— Start of EXTRACTED RECORDS —
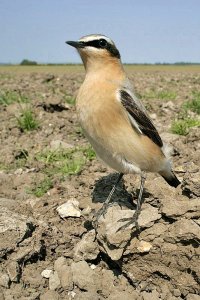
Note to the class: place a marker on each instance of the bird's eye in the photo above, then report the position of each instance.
(102, 43)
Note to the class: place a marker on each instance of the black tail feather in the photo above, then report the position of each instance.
(173, 180)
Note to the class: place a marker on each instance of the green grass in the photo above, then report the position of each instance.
(41, 188)
(65, 162)
(161, 94)
(10, 97)
(27, 120)
(182, 127)
(69, 99)
(194, 104)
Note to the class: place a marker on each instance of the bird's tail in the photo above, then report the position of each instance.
(170, 178)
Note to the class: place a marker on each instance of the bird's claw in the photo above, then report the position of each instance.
(130, 221)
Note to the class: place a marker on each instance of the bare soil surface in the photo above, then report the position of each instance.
(49, 256)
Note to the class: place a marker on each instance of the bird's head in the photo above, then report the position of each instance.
(95, 49)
— End of EXTRACTED RECORDS —
* _WRITTEN INSTRUCTION_
Please quote all the entries above word for word, leaving out the image.

* _OUTPUT FOR THIS TASK_
Note to the class: place a marker on each instance of the bird's eye in the photo above, then report the position of each instance.
(102, 43)
Note to the class: place a marker on each instance of the black tail feather in the photo above, then report the position of each instance.
(173, 180)
Note to the class: place a marker on each instance of the green grass in the photo above, then report the position of each instance.
(41, 188)
(65, 162)
(161, 94)
(10, 97)
(27, 120)
(182, 127)
(69, 99)
(194, 104)
Note to the class: place a marker on each instance of the bird's tail in the photo above, then report the position of each instance.
(170, 178)
Note to the class: place a marker on each instance of the bird's claw in the photo above, then report the position of each instance.
(130, 221)
Note to the class: place a marker on each instance of the bare soil surface in the photo above, then report the position of each instance.
(49, 256)
Note to the class: place a marker on each instance of the bird's head in the photo above, then report the position of each instance.
(95, 49)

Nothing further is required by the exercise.